▶ _Study text_:

++++++++

NOT TO BE PUBLISHED IN OFFICIAL REPORTS
RAMIREZ
P. J.
We concur:
McKINSTER
J.
FIELDS
J.
[1] This case was initially filed in Los Angeles County, then transferred to San Bernardino County. We will use “CFS” to refer to the social services agency that was responsible for the case at the relevant time, whether it was the Los Angeles County Department of Children and Family Services or San Bernardino County Children and Family Services.
[2] He was never charged with rape.
[3] All further statutory references are to the Welfare and Institutions Code unless specified.
[4] This would be the Pamunkey Indian Tribe (Pamunkey Tribe). (See Indian Entities Recognized by and Eligible to Receive Services from the United States Bureau of Indian Affairs (2019) 84 Fed. Reg. 1200-01.)
[5] The record suggests a reason why the juvenile court did not wait to learn the results of the May notice.

++++++++

▶ _Problems and tasks_:
1: According to the court notes, which code do all further statutory references refer to unless specified otherwise?
2: Rewrite the court notes from "[3] All further" to "the May notice.", replacing "juvenile court" with "trial court".

Records from a dataset
++++++++

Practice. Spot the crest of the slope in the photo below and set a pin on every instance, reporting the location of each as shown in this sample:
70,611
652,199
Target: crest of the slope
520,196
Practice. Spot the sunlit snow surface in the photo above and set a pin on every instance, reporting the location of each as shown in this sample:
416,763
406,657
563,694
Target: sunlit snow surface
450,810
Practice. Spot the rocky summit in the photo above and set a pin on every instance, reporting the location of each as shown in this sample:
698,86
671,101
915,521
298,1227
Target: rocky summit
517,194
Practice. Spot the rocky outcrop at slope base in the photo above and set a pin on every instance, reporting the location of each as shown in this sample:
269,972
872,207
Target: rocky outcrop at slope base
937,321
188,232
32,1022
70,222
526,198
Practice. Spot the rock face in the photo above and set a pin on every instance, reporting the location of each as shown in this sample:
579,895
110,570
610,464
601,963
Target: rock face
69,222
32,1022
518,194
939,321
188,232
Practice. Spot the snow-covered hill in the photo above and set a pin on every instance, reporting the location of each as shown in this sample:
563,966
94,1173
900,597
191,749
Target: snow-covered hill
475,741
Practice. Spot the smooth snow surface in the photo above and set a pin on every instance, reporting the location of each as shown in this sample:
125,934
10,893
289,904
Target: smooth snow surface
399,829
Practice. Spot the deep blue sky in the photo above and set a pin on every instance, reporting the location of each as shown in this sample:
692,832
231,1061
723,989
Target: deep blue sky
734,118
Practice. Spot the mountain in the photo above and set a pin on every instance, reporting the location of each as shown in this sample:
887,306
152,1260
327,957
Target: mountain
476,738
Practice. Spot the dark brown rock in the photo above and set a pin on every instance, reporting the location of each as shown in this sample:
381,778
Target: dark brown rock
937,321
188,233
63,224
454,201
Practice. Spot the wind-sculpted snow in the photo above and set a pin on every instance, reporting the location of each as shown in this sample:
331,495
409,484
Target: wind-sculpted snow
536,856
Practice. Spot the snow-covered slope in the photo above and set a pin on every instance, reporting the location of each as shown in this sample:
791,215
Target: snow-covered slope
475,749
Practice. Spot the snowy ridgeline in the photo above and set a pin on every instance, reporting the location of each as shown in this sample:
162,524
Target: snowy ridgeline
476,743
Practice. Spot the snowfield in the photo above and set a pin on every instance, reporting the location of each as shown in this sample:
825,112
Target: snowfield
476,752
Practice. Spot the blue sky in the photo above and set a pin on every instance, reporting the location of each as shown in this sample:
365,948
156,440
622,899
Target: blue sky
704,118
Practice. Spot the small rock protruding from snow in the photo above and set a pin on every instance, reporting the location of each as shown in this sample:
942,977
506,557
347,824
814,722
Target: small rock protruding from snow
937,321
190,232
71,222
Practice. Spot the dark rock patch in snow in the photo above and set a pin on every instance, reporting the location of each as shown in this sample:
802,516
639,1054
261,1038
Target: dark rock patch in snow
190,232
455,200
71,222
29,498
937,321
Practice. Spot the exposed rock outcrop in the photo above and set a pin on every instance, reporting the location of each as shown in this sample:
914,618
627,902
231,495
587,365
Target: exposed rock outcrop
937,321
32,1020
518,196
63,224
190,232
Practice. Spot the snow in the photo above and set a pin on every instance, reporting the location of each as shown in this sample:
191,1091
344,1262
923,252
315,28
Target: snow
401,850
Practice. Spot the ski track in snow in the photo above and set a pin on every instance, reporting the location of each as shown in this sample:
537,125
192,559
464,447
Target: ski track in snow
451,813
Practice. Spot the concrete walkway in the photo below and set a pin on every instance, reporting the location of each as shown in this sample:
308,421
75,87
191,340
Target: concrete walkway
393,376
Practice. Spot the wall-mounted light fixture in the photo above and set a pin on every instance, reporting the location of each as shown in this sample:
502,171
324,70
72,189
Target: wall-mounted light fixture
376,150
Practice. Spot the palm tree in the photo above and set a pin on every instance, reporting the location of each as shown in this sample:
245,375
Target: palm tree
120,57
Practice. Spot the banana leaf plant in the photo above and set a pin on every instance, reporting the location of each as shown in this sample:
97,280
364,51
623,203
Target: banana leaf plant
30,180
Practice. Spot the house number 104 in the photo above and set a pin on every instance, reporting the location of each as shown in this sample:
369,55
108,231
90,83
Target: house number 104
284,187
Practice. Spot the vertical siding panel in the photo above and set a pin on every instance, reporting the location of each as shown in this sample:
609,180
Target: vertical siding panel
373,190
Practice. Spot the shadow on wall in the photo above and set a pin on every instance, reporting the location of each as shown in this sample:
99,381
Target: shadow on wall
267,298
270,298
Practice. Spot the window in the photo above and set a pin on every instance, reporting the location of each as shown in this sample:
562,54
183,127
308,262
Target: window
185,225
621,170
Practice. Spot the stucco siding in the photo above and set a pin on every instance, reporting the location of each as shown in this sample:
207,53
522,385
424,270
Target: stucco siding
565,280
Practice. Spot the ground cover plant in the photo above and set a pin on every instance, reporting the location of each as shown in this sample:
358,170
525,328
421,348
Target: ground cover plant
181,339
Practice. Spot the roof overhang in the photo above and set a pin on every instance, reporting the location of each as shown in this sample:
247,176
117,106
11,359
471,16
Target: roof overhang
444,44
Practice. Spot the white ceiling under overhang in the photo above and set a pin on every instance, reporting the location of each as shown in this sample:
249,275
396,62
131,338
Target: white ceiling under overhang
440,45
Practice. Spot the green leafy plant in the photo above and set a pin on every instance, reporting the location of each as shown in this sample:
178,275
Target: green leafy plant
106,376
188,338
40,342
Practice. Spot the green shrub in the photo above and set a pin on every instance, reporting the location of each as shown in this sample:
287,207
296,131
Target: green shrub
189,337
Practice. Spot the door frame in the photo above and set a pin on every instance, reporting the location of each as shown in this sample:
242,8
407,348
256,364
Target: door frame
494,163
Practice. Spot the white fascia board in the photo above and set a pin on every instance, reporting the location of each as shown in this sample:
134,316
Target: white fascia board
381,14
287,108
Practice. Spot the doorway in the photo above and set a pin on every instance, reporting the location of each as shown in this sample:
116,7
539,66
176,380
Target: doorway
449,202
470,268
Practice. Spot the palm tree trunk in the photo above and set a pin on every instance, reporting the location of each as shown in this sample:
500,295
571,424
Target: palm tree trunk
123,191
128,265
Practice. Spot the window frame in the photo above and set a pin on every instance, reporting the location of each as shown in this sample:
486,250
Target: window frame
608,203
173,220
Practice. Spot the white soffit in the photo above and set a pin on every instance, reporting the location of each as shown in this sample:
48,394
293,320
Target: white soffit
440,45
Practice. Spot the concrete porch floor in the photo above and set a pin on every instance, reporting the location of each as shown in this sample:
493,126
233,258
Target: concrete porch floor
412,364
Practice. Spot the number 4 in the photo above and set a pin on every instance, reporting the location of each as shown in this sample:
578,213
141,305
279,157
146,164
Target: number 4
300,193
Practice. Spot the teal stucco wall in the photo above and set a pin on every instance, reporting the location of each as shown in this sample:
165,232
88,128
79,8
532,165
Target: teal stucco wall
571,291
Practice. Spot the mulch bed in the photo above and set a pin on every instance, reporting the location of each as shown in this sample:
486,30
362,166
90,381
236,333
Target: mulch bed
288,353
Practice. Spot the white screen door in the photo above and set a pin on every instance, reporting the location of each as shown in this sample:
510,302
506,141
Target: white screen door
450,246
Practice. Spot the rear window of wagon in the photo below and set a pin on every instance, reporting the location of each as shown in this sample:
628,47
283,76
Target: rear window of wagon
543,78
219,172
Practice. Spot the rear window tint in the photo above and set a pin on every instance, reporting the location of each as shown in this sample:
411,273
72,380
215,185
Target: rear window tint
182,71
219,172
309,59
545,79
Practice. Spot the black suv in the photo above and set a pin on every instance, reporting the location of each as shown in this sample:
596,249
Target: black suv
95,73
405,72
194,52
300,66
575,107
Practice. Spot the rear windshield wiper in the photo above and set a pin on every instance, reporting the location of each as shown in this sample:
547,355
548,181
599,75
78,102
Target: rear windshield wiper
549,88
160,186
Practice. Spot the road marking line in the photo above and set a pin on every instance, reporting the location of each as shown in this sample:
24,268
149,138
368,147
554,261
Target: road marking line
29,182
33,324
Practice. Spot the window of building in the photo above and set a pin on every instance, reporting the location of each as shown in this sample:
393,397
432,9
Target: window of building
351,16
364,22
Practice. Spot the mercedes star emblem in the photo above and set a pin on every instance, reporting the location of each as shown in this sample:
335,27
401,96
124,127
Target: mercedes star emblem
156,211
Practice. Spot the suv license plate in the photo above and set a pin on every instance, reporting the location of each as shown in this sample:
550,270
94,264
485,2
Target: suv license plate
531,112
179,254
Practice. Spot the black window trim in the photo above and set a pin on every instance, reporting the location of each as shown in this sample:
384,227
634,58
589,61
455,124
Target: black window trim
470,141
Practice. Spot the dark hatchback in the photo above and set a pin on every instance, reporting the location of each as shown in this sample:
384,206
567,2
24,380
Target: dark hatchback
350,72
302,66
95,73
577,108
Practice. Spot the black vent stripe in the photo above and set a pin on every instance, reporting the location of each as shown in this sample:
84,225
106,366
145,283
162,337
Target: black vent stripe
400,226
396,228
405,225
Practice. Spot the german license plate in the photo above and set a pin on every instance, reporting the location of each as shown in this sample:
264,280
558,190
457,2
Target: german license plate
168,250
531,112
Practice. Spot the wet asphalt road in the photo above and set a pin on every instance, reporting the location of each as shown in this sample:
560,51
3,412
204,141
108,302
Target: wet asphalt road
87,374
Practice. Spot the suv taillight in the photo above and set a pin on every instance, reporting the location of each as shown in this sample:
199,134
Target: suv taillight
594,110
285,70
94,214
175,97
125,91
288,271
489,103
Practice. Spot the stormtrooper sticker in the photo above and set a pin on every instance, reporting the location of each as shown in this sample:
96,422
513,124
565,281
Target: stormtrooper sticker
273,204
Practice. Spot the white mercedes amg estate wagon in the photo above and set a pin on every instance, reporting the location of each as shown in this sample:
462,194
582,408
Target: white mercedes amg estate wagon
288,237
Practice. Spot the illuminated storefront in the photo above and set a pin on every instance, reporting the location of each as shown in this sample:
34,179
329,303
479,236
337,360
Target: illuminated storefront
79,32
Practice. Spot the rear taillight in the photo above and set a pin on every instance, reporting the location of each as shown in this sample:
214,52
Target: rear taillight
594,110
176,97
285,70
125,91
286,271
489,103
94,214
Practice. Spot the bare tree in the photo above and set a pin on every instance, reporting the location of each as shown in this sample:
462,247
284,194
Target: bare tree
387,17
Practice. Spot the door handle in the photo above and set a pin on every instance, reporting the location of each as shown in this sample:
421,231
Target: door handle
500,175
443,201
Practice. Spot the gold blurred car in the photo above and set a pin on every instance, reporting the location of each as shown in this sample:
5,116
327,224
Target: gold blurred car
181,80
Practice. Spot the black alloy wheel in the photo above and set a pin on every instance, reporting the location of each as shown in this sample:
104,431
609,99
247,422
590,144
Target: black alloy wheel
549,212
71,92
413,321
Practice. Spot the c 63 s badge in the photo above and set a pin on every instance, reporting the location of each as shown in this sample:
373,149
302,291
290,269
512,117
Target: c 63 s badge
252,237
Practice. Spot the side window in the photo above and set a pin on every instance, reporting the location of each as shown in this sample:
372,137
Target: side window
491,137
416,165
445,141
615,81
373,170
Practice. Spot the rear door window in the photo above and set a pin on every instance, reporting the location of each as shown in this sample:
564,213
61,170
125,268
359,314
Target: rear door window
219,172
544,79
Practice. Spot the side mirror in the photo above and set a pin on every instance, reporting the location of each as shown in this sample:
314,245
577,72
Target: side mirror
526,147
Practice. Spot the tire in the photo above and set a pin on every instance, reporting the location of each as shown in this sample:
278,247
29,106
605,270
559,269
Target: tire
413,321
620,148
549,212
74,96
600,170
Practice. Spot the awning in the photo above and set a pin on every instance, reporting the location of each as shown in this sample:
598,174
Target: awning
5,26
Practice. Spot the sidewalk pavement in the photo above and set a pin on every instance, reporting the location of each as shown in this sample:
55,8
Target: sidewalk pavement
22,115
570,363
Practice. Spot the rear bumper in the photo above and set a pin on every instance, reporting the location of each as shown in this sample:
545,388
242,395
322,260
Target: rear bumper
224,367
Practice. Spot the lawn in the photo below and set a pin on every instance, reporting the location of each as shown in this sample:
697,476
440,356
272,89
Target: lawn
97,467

++++++++

▶ _List of answers_:
1: The Welfare and Institutions Code.

2:
[3] All further statutory references are to the Welfare and Institutions Code unless specified.
[4] This would be the Pamunkey Indian Tribe (Pamunkey Tribe). (See Indian Entities Recognized by and Eligible to Receive Services from the United States Bureau of Indian Affairs (2019) 84 Fed. Reg. 1200-01.)
[5] The record suggests a reason why the trial court did not wait to learn the results of the May notice.